-- Start of Selection --

Suzanne traces her volunteer impulse back to age 12, when her family built floats for the Lehi parade. During baseball season, families would gather at Vets Park with sacks of tissue paper, fluffing pom-poms while they watched the game. The floats were decorated entirely with these hand-crafted pom-poms—a ward-based tradition that turned preparation into a neighborhood social event. Decades later, that same spirit led her to serve on the parade committee while Keith organized the booster club.
Keith's grandfather started the painting trade. His father and uncle carried it forward. In 1997, Keith made the terrifying leap to start his own business, leaning on the Pulham name that was respected across Utah. Suzanne was the “sidekick”—picking up plans from contractors' offices so Keith could bid jobs at the kitchen table until 11 p.m. The whole family prepped houses after school: daughters vacuumed, sons caulked, and Suzanne masked windows. Dinner was often takeout served on paint buckets in a circle on the unfinished floor. Today, the business employs nearly 30 people and is run by their sons while Keith and Suzanne serve their mission.

-- End of Selection --

* Problems and tasks *
#1 In the Pulham family selection, what year did Keith start his own business?
#2 Set down, word for word, the part of the Pulham family selection that opens with the words containing "Suzanne traces her" and closes with "the booster club.".
The listing after this point has no connection to the Pulham family selection.

-- Start of Collected data --

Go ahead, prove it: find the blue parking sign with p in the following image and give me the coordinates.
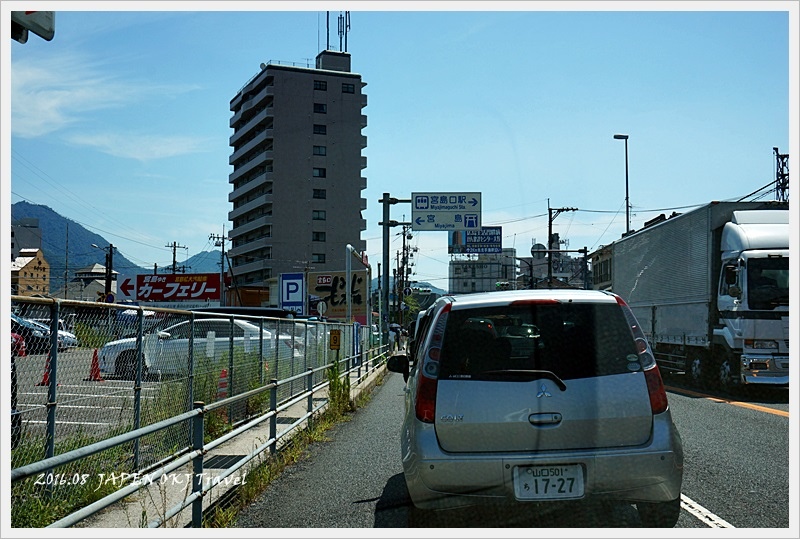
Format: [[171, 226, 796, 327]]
[[281, 273, 306, 314]]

-- End of Collected data --

* Full answers *
#1 1997

#2
Suzanne traces her volunteer impulse back to age 12, when her family built floats for the Lehi parade. During baseball season, families would gather at Vets Park with sacks of tissue paper, fluffing pom-poms while they watched the game. The floats were decorated entirely with these hand-crafted pom-poms—a ward-based tradition that turned preparation into a neighborhood social event. Decades later, that same spirit led her to serve on the parade committee while Keith organized the booster club.